*** SUPPLIED ENTRIES Section Begins ***

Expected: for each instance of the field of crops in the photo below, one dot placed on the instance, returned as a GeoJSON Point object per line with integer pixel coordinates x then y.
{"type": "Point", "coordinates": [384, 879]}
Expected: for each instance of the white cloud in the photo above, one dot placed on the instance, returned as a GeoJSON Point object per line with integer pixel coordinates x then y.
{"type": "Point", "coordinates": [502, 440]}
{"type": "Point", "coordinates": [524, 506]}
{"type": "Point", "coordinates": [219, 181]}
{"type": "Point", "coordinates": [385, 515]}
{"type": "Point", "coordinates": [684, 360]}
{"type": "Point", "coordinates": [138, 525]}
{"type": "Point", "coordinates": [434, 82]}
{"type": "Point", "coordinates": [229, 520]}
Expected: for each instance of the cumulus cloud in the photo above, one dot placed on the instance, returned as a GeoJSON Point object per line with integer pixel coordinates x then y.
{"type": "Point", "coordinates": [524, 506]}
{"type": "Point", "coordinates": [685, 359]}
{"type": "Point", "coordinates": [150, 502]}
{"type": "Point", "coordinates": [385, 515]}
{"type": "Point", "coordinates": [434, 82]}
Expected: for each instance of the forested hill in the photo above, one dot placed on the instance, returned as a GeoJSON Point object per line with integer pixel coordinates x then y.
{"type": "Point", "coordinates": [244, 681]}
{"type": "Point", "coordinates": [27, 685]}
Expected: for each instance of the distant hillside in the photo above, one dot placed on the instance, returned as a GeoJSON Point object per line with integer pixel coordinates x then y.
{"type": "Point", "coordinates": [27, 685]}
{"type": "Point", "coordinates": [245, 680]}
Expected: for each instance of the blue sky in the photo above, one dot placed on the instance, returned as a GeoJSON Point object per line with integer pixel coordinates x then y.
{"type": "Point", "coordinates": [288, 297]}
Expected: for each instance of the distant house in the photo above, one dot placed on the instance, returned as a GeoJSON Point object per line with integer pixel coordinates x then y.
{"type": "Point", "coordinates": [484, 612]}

*** SUPPLIED ENTRIES Section Ends ***

> **TASK BRIEF**
Reproduce the records above in their entirety, unchanged.

> **OUTPUT OF THE EXERCISE**
Expected: for each instance of the field of crops in the photo below, one dot placed on the instance, returned as a GeoJSON Point object per line with integer pixel coordinates x then y.
{"type": "Point", "coordinates": [384, 879]}
Expected: for each instance of the white cloud in the photo above, one dot placed on the instance, returned as a GeoJSON Point object per line with integer pixel coordinates x then y.
{"type": "Point", "coordinates": [502, 440]}
{"type": "Point", "coordinates": [524, 506]}
{"type": "Point", "coordinates": [219, 181]}
{"type": "Point", "coordinates": [385, 515]}
{"type": "Point", "coordinates": [684, 360]}
{"type": "Point", "coordinates": [138, 525]}
{"type": "Point", "coordinates": [434, 82]}
{"type": "Point", "coordinates": [229, 520]}
Expected: for each instance of the cumulus cloud in the photo above, one dot placed on the instance, returned as a GeoJSON Point object per line with integer pixel coordinates x then y.
{"type": "Point", "coordinates": [524, 506]}
{"type": "Point", "coordinates": [685, 359]}
{"type": "Point", "coordinates": [150, 502]}
{"type": "Point", "coordinates": [385, 515]}
{"type": "Point", "coordinates": [434, 82]}
Expected: for each instance of the forested hill in the photo above, one dot placed on the instance, returned as a GeoJSON Point object per line with integer pixel coordinates x then y.
{"type": "Point", "coordinates": [244, 681]}
{"type": "Point", "coordinates": [27, 685]}
Expected: for each instance of the distant hillside in the photo above, one dot placed on the instance, returned as a GeoJSON Point object per line with integer pixel coordinates x then y.
{"type": "Point", "coordinates": [27, 685]}
{"type": "Point", "coordinates": [245, 680]}
Expected: for each instance of the blue sky in the photo above, one dot placed on the instance, returned as a GeoJSON Point object per line with integer pixel coordinates x then y.
{"type": "Point", "coordinates": [288, 297]}
Expected: for each instance of the distant house in the photo above, one dot placed on the instance, returned as a GeoJSON Point object per line with integer pixel coordinates x then y.
{"type": "Point", "coordinates": [484, 612]}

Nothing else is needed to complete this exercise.